**SET PROBLEM**: Lay out every line of the records below as a numbered list, with blank lines and the pictures omitted.

**PROVIDED DATA**:
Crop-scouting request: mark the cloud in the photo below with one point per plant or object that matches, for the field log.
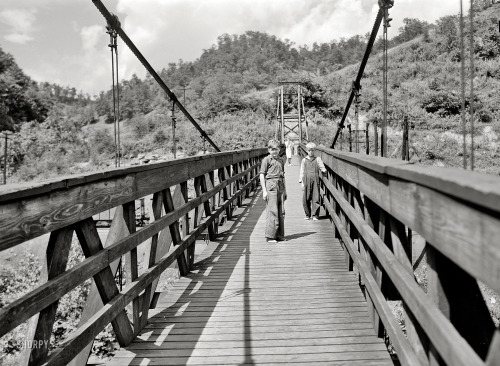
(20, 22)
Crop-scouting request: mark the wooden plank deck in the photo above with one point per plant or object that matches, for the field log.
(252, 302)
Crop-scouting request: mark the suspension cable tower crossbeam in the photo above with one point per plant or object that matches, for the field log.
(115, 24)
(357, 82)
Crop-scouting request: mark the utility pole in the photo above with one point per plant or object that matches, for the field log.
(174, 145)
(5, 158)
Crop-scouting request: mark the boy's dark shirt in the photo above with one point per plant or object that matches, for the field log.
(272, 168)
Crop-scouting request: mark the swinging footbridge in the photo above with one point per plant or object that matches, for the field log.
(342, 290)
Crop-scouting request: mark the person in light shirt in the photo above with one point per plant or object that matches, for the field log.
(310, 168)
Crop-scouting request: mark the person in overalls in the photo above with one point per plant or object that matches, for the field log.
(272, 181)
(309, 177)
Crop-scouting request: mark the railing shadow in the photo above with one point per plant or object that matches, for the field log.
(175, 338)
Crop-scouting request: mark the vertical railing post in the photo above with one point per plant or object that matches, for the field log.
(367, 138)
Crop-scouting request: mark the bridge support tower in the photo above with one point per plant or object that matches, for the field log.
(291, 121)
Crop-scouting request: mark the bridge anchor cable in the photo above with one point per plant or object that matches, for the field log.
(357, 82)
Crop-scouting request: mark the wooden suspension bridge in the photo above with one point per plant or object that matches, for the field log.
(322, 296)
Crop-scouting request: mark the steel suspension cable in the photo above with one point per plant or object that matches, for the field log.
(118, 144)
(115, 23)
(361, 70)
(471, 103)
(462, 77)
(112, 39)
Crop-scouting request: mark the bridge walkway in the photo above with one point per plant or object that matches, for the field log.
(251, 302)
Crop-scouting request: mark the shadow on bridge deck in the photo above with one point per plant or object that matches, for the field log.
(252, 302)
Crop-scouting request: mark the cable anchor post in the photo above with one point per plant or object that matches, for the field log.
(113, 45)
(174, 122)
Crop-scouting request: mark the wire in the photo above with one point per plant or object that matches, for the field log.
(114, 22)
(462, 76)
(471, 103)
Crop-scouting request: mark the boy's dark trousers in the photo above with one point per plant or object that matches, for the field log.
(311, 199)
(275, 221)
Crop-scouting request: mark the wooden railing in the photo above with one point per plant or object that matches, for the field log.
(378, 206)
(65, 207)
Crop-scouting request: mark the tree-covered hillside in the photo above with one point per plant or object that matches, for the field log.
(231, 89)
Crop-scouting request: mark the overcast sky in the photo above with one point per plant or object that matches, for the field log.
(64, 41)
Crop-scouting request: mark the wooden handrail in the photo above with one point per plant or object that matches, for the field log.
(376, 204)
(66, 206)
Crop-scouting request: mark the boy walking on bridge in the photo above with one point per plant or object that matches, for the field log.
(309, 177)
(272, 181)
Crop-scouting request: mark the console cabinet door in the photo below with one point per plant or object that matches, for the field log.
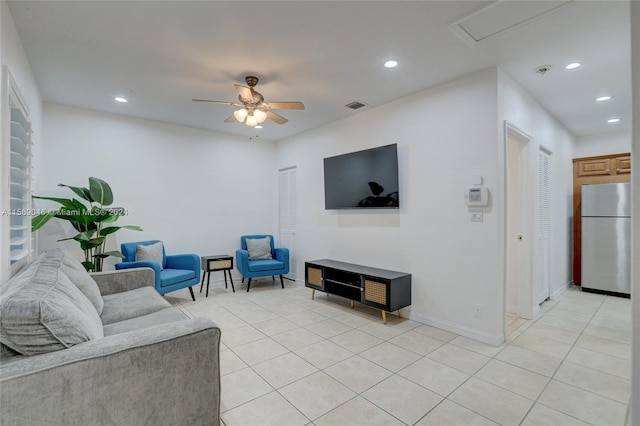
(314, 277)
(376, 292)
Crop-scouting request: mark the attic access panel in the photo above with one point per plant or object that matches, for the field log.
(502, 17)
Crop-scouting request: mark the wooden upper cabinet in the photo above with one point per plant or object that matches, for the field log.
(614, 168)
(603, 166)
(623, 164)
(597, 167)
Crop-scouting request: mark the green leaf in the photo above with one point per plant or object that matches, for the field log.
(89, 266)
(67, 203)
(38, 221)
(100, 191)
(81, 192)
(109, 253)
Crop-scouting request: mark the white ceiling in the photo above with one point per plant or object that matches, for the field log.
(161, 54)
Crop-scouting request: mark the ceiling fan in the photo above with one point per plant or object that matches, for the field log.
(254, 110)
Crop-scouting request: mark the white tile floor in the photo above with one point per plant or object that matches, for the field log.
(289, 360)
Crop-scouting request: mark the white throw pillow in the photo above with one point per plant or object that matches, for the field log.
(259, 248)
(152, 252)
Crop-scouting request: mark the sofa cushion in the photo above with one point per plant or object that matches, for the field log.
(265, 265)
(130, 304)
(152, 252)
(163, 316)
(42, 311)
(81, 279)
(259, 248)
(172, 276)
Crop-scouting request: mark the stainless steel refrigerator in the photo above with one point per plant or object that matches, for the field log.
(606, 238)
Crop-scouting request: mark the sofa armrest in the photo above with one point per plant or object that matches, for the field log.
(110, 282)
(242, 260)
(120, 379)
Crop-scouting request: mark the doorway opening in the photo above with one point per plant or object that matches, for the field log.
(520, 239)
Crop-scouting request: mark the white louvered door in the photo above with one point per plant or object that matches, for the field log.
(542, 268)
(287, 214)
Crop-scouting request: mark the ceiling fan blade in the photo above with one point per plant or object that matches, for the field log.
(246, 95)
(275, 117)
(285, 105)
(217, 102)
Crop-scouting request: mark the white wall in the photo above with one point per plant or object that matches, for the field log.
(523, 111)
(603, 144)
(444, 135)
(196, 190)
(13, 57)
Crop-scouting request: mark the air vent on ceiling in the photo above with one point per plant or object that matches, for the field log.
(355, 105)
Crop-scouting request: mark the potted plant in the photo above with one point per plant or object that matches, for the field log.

**RESPONSE FOR THIS EXERCISE**:
1. Crop-scouting request: mark the cloud in the photo below with one point per plant or object that matches, for the field log.
2. (20, 22)
3. Crop-scouting request: mark the wooden plank deck in the photo above with one point per plant or object that matches, for the field log.
4. (252, 302)
5. Crop-scouting request: mark the suspension cable tower crossbeam in the photo above with one point per plant or object that matches, for the field log.
6. (115, 24)
7. (357, 82)
8. Crop-scouting request: mark the utility pole in the photo above with one point per plant or object that matches, for the field log.
9. (174, 145)
10. (5, 158)
11. Crop-scouting request: mark the boy's dark shirt in the photo above with one point per plant or object that matches, for the field log.
12. (272, 168)
13. Crop-scouting request: mark the swinging footbridge in the photo above with one point per plant or object that matches, for the field log.
14. (342, 290)
15. Crop-scouting request: mark the person in light shirt in the photo above with one point per plant or object that matches, for the field log.
16. (310, 168)
17. Crop-scouting request: mark the person in overalls in the photo above with one point per plant or object that matches, for the field log.
18. (272, 181)
19. (309, 177)
20. Crop-scouting request: mark the railing shadow in the photo above with one point per plant or object that matches, for the field log.
21. (175, 338)
22. Crop-scouting request: mark the vertical railing post in the photo above with one point per plant or object that matches, for the field log.
23. (367, 138)
24. Crop-scouting request: mark the bridge support tower in the photo above with one point per plant or object that matches, for the field log.
25. (291, 121)
26. Crop-scouting request: mark the bridge anchor cable in the photo above with one point per plant or object that matches, for the field log.
27. (357, 82)
28. Crop-scouting request: mark the wooden suspension bridge in the photo above with one point per plant or object that matches, for the field log.
29. (322, 296)
30. Crop-scouting request: mark the steel suspension cable in the photo above with one point per plant or object that matches, for the field log.
31. (118, 144)
32. (115, 23)
33. (361, 70)
34. (471, 103)
35. (462, 77)
36. (112, 39)
37. Crop-scouting request: mark the bridge walkway in the photo above with one point per plant or object that matches, for the field log.
38. (251, 302)
39. Crop-scouting request: mark the shadow on bridge deck in the photo above with one point per plant or object that matches, for the field log.
40. (252, 302)
41. Crop-scouting request: mark the cable anchor post in the photo above with one point per plant or object that matches, for the field log.
42. (113, 45)
43. (174, 122)
44. Crop-scouting request: mark the wire in the photo above with one point per plant or object that matches, for the field log.
45. (114, 22)
46. (462, 76)
47. (471, 103)
48. Crop-scouting request: mark the boy's dark trousers in the photo above with one point per plant or object that matches, for the field log.
49. (311, 199)
50. (275, 221)
51. Crop-scouting request: mark the wooden railing in the photo above with one point per plant or object that matches, for the field log.
52. (378, 206)
53. (65, 207)
54. Crop-scouting request: mark the tree-covered hillside in the photo above with one point per plant or object that matches, for the field log.
55. (231, 89)
56. Crop-scouting request: mark the overcast sky in the photo above with one point per plant or object that matches, for the field log.
57. (64, 41)
58. Crop-scouting request: mark the wooden handrail in the photo above with one point per plant or object that matches, for the field log.
59. (376, 204)
60. (66, 206)
61. Crop-scouting request: mark the boy walking on bridge in the photo above with one point per plant or object that matches, for the field log.
62. (309, 177)
63. (272, 181)
64. Crop-scouting request: mark the console cabinet door in the photo below with one point per plant or object that matches, for the field log.
65. (314, 277)
66. (376, 292)
67. Crop-scouting request: mark the attic access panel in the photo above with one point per plant or object that matches, for the field log.
68. (502, 17)
69. Crop-scouting request: mark the wooden upper cabinet in the photo above with one point per plant or object that matches, for the field log.
70. (614, 168)
71. (603, 166)
72. (623, 164)
73. (597, 167)
74. Crop-scouting request: mark the green leaf in the photo above with one point per plant or object that matches, for the field log.
75. (89, 266)
76. (67, 203)
77. (38, 221)
78. (100, 191)
79. (81, 192)
80. (109, 253)
81. Crop-scouting request: mark the white ceiling in the photo above with one point per plant or object that matches, for the field log.
82. (161, 54)
83. Crop-scouting request: mark the ceiling fan in the photo above with one point per plant or object that matches, for the field log.
84. (254, 110)
85. Crop-scouting request: mark the white tile floor in the photo above with one point per plant or object that matches, for the field log.
86. (289, 360)
87. Crop-scouting request: mark the white throw pillow in the photo above with one point per plant or object that matches, for the field log.
88. (259, 248)
89. (152, 252)
90. Crop-scouting request: mark the sofa cushion in the photo above with one point per plant or object that matches, for the field log.
91. (265, 265)
92. (130, 304)
93. (152, 252)
94. (163, 316)
95. (42, 311)
96. (81, 279)
97. (259, 248)
98. (172, 276)
99. Crop-scouting request: mark the stainless steel refrigerator in the photo above with one point per plant or object that matches, for the field log.
100. (606, 238)
101. Crop-scouting request: mark the sofa armrest in the photo above with one point per plant or object that matches, for the field log.
102. (110, 282)
103. (242, 260)
104. (120, 379)
105. Crop-scouting request: mark the doorway opening in the photo above with one point per plant or object that matches, for the field log.
106. (520, 239)
107. Crop-scouting request: mark the white louvered door in the photo above with one point per plant or object that matches, for the field log.
108. (542, 268)
109. (287, 214)
110. Crop-scouting request: mark the ceiling fan blade in the photo above with one point per plant or object that matches, for the field log.
111. (246, 95)
112. (275, 117)
113. (285, 105)
114. (217, 102)
115. Crop-scouting request: mark the white wall in the photo above with one point per plant or object that matches, for the field log.
116. (523, 111)
117. (603, 144)
118. (444, 135)
119. (196, 190)
120. (13, 57)
121. Crop-scouting request: mark the air vent on ceiling in the photo above with one point per plant or object that matches, for the field log.
122. (355, 105)
123. Crop-scouting request: mark the potted plant in the photo above with one point per plant or object that matches, for the field log.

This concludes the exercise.